Task instructions:
**1)** In the setup guide, rewrite the paragraph beginning "query_similar_proteins.py, a demo" as a bulleted list that keeps its main facts.
**2)** Reproduce the part of the setup guide starting with "Set up configuration" and going on through "using cosine similarity.", word for word.
**3)** Take the setup guide further, writing on from its last sentence in the same style.

Text provided:
--*--

50 residues 900 MB 800 MB 5
200 residues 1 GB 900 MB 53

Installing the package

This project uses uv as the package manager. To install uv, follow the installation instructions.

Create a virtual environment

Create and activate a uv-managed virtual environment:

uv venv
source .venv/bin/activate  # On Unix/macOS
# or
.venv\Scripts\activate     # On Windows

CPU-only installation

For systems without a GPU or for development/testing on CPU:

uv sync

This installs OpenMM with CPU-only support.

GPU installation (CUDA 12)

For systems with NVIDIA GPUs, install with CUDA 12 support for accelerated MD simulations:

uv sync --extra cuda12

This uses the optional cuda12 dependencies defined in pyproject.toml to install openmm-cuda-12 and related CUDA packages.

Note: Ensure you have compatible NVIDIA drivers and CUDA 12 toolkit installed. See the OpenMM documentation for GPU requirements.

[Optional] Adding dependencies

To add a package dependency:

uv add <packagename>

To add a development dependency:

uv add --dev <packagename>

Set up configuration

Copy the example configuration file and edit it before running any pipeline step:

cp scripts/v2/config.example.yml scripts/v2/config.yml

All scripts read from scripts/v2/config.yml. The keys used at each pipeline step are listed below alongside the relevant step. A full reference is in scripts/v2/config.example.yml.

Single protein inference demo

query_similar_proteins.py, a demo of the project inference workflow, takes a single PDB file, builds its v2 proteogram (running the full MD simulation pipeline and saving refined structure), embeds it with the trained model, and returns the top-K most similar proteins from a pre-computed corpus using cosine similarity.

Note

The provided embeddings are a small demo corpus, not a comprehensive PDB dataset. This script demonstrates the retrieval workflow only — results will not reflect full PDB coverage.

Prerequisites:

  1. A trained PyTorch CNN (.pt file) — produced by train_multiple_models.py and set as model_file in config.yml. For the benchmarking model, go to the Releases in this repository and download from the latest release.

--*--

Extracted information:
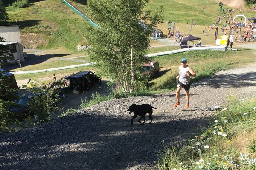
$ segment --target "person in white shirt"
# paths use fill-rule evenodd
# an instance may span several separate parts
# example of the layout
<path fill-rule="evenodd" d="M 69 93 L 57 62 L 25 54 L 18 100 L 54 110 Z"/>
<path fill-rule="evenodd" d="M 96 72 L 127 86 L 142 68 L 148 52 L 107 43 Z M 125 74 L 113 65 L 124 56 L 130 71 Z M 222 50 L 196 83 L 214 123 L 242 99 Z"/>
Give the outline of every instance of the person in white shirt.
<path fill-rule="evenodd" d="M 174 107 L 178 106 L 180 102 L 180 92 L 182 88 L 185 89 L 185 94 L 186 97 L 187 104 L 186 108 L 189 108 L 189 89 L 190 88 L 190 76 L 196 76 L 196 74 L 187 64 L 187 60 L 185 58 L 181 59 L 181 65 L 179 67 L 179 75 L 176 77 L 178 79 L 178 84 L 176 89 L 176 99 L 177 102 Z"/>

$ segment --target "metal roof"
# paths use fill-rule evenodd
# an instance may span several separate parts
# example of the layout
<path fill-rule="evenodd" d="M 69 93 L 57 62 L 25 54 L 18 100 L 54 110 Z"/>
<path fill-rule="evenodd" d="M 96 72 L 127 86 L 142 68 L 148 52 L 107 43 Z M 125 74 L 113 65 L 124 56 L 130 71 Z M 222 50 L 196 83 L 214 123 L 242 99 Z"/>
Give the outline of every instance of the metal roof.
<path fill-rule="evenodd" d="M 1 74 L 3 75 L 4 75 L 6 76 L 11 76 L 12 75 L 13 75 L 13 74 L 12 74 L 12 73 L 10 73 L 9 72 L 8 72 L 7 71 L 6 71 L 4 70 L 3 70 L 1 68 L 0 68 L 0 71 L 2 71 L 2 73 L 1 73 Z"/>
<path fill-rule="evenodd" d="M 153 61 L 152 62 L 153 62 L 153 64 L 154 65 L 156 63 L 158 62 L 157 61 Z M 142 64 L 142 66 L 144 67 L 150 67 L 151 66 L 151 62 L 149 62 L 148 63 L 145 63 Z"/>
<path fill-rule="evenodd" d="M 84 76 L 86 74 L 89 74 L 91 71 L 79 71 L 78 73 L 76 73 L 73 76 L 68 76 L 65 78 L 66 79 L 77 79 L 78 78 Z"/>
<path fill-rule="evenodd" d="M 13 42 L 11 41 L 5 41 L 4 42 L 0 42 L 0 44 L 2 45 L 9 45 L 11 44 L 17 44 L 18 42 Z"/>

--*--

Task responses:
**1)**
- query_similar_proteins.py is a demo of the project's inference workflow.
- It takes a single PDB file.
- It builds the file's v2 proteogram, which runs the full MD simulation pipeline and saves the refined structure.
- It embeds it with the trained model.
- It returns the top-K most similar proteins from a pre-computed corpus, using cosine similarity.

**2)**
Set up configuration

Copy the example configuration file and edit it before running any pipeline step:

cp scripts/v2/config.example.yml scripts/v2/config.yml

All scripts read from scripts/v2/config.yml. The keys used at each pipeline step are listed below alongside the relevant step. A full reference is in scripts/v2/config.example.yml.

Single protein inference demo

query_similar_proteins.py, a demo of the project inference workflow, takes a single PDB file, builds its v2 proteogram (running the full MD simulation pipeline and saving refined structure), embeds it with the trained model, and returns the top-K most similar proteins from a pre-computed corpus using cosine similarity.

**3)**
  2. A pre-computed corpus embedding pickle — produced by running measure_similarity_v2.py at least once, set as embed_file in config.yml. For the benchmarking embeddings, go to the Releases in this repository and download from the latest release.

Add the following to scripts/v2/config.yml if not already present:

model_file: /path/to/proteogram_demo_resnet18_finetuned_lr0.001_bs8_e29_85.5acc.pt
embed_file: /path/to/proteogram_demo_embeddings_scope2.08-nr60_20-200.pkl
top_k: 5
proteograms_for_sim_dir: /path/to/corpus/proteogram/images  # optional: parent or root dir containing corpus .jpg files (searched recursively)

Note: proteograms_for_sim_dir is optional (allows the retrieval of the actual images themselves to built a composite image with query and targets). Set it to any directory that contains (or recursively contains) the corpus proteogram .jpg files. Without it, the side-by-side result image will show only the query proteogram, since the matching corpus images cannot be located on disk.

Run from the scripts/v2/ folder (Note, this may take a very long time depending upon the size of the protein which will, if large, make the MD simulation very compute intensive):

cd scripts/v2
python query_similar_proteins.py \
  --pdb_file /path/to/myprotein.pdb \
  --chain_id A \
  --output_dir /path/to/results \
  --top_k 5

Arguments:

  • --pdb_file / -p: Path to the query PDB file (required)
  • --chain_id / -c: Chain ID to extract, e.g. A (required)
  • --output_dir / -o: Directory to save the query proteogram JPG and result images (default: current directory)
  • --top_k / -k: Number of top results to return (default: top_k from config.yml)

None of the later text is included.